▶ [REQUEST 1]: List every person the blog excerpt mentions by name.
▶ [REQUEST 2]:
Answer these from the blog excerpt:
(a) What two roles does Jimmy Wales hold, according to the excerpt?
(b) How old was the Londoner convicted in the "Web rage" attack?
(c) What is one of the suggestions for reinhibiting people online?
▶ [REQUEST 3]: Reproduce everything in the blog excerpt from "It's not the" down to "is passing on.".

# START OF PASSAGE SHOWN

I feel the same way about Infernal Affairs and The Departed, The Departed is a good film, and may even be the best American film of the year, but anyone who suggests it's an improvement on the original should have their views on movies, any movie, regarded as suspect from now on.

Scorsese seems to be becoming the Hollywood equivalent of Bob Dylan where each new work is hailed as is best since some critical milestone and the inadequacies of his recent work is suddenly exposed by this latest "return to form", leaving a long line over over-hyped mediocore product and disappointed fans.

Friday, 23 February 2007

Wikipedia: It Ain't All That

People are shocked that that Wikipedia is sometimes wrong. They are also shocked that students are using it as a resource. They shouldn't. QA place called Middlebury has banned citations of it in tests and papers and the Wikipedia co-founder agrees:
Jimmy Wales, the co-founder of Wikipedia and chairman emeritus of its foundation, said of the Middlebury policy, "I don’t consider it as a negative thing at all."

He continued: "Basically, they are recommending exactly what we suggested — students shouldn’t be citing encyclopedias. I would hope they wouldn’t be citing Encyclopaedia Britannica, either.

"If they had put out a statement not to read Wikipedia at all, I would be laughing. They might as well say don’t listen to rock ’n’ roll either."

Wednesday, 21 February 2007

It Passes The Time

It would have passed in any case. Yes, but not so rapidly.

Samegame2: Samegame now with hexagons.

It's a Clickomania variant that manages to be infuriating and addictive. What's more, the presentation is top notch.

Be Nice To The People You Meet On The Internet

Because they might track you down and kick the snot out of you:
Last October, in what The Times of London described as "Britain's first 'Web rage' attack," a 47-year-old Londoner was convicted of assault on a man with whom he had traded insults in a chat room. He and a friend tracked down the man and attacked him with a pickax handle and a knife.

I can see how that might be a disincentive to flame.

It strikes me, though, that the "online disinhibition effect", as the article has it, might, at times, be a good thing. In essence, they are saying that people are typing things out that they might not say aloud and sending them to the Internet. There are problems with this, as above, but surely it just means that in a new mode of social interaction previous form counts for very little.

It's not the one with the loudest voice or biggest presence that's calling the shots. That is, people who've not had to put up with other people's opinions before are getting frustrated because no-one cares about what they have to say. It's not that the playing field has levelled, the playing field has been changed completely.

One of the suggestions to, er, reinhibit people is to introduce video. Bringing back the old playing field, in effect. On the 'Net when you're just text you look like everybody else, people judge you not on your looks or charisma or whatever, but on the way you write and the way you reason. Put that writer on video and it's not just the message that the medium is passing on.

Flaming is always going to be a part of the Internet, the written parts especially, and a good flame can be good writing too. It's often to Internet discourse what raising your voice is to a pub chat. There are some figures on Usenet who exist just to flame and you can probably find some veteran out there who'll tell you of the great flamewar of alt.*.* in 199*. They'll no doubt tell you or their part in it too. You can look a lot of this stuff up on Google now, it was neither as acrimonious nor as long as the grey-beard thought it was with most of the posts in that particular thread being a seperate argument on the proper recipe for Chili (or something equally unanswerable and, dare it be said, petty), but anyway...

# END OF PASSAGE SHOWN
# START OF DATASET SECTION

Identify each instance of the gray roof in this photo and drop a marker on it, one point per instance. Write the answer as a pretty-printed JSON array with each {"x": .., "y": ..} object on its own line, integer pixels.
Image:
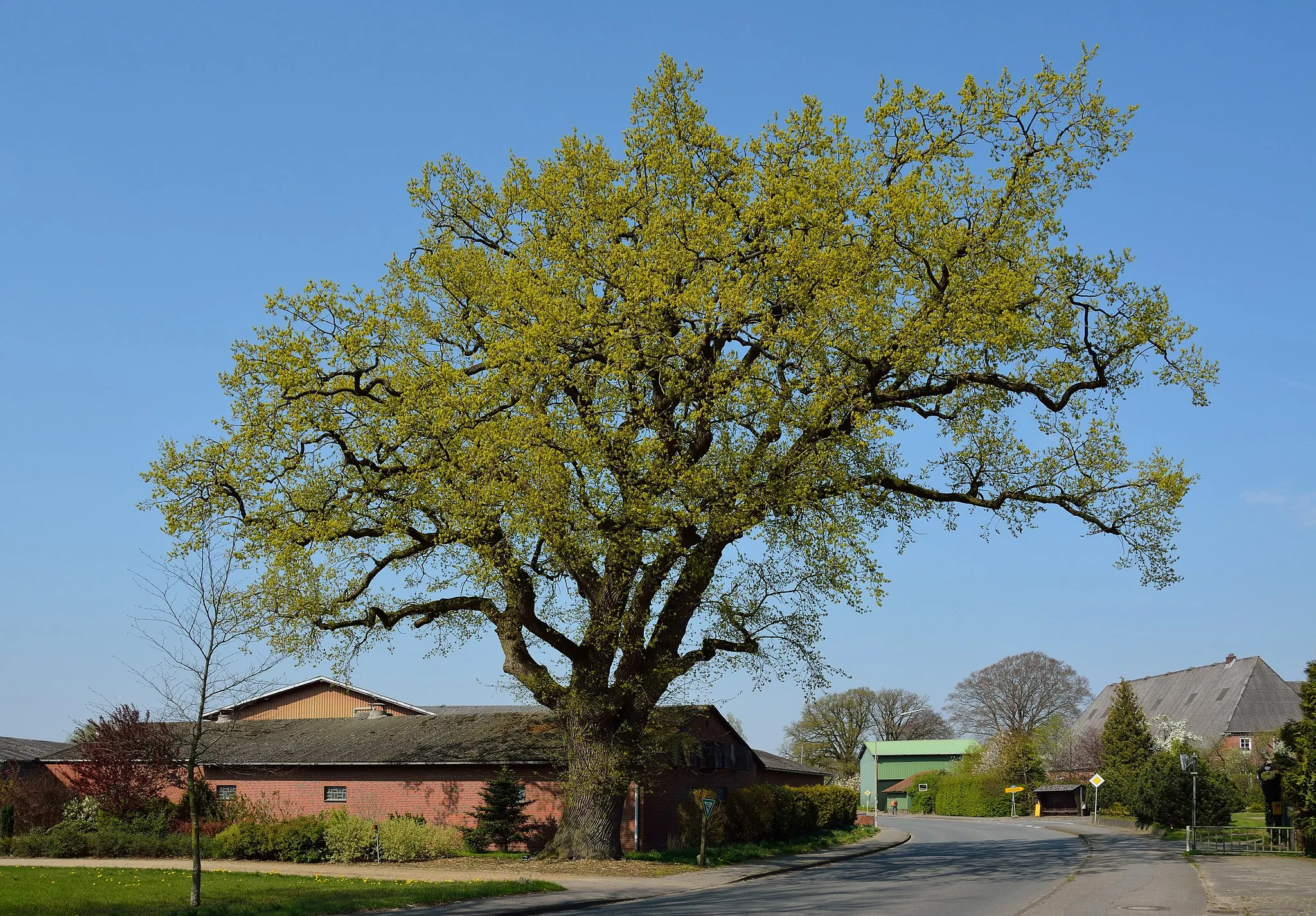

# END OF DATASET SECTION

▶ [COMPLETE ANSWER 1]: Scorsese, Bob Dylan, Jimmy Wales

▶ [COMPLETE ANSWER 2]:
(a) Co-founder of Wikipedia and chairman emeritus of its foundation
(b) 47 years old
(c) Introducing video

▶ [COMPLETE ANSWER 3]:
It's not the one with the loudest voice or biggest presence that's calling the shots. That is, people who've not had to put up with other people's opinions before are getting frustrated because no-one cares about what they have to say. It's not that the playing field has levelled, the playing field has been changed completely.

One of the suggestions to, er, reinhibit people is to introduce video. Bringing back the old playing field, in effect. On the 'Net when you're just text you look like everybody else, people judge you not on your looks or charisma or whatever, but on the way you write and the way you reason. Put that writer on video and it's not just the message that the medium is passing on.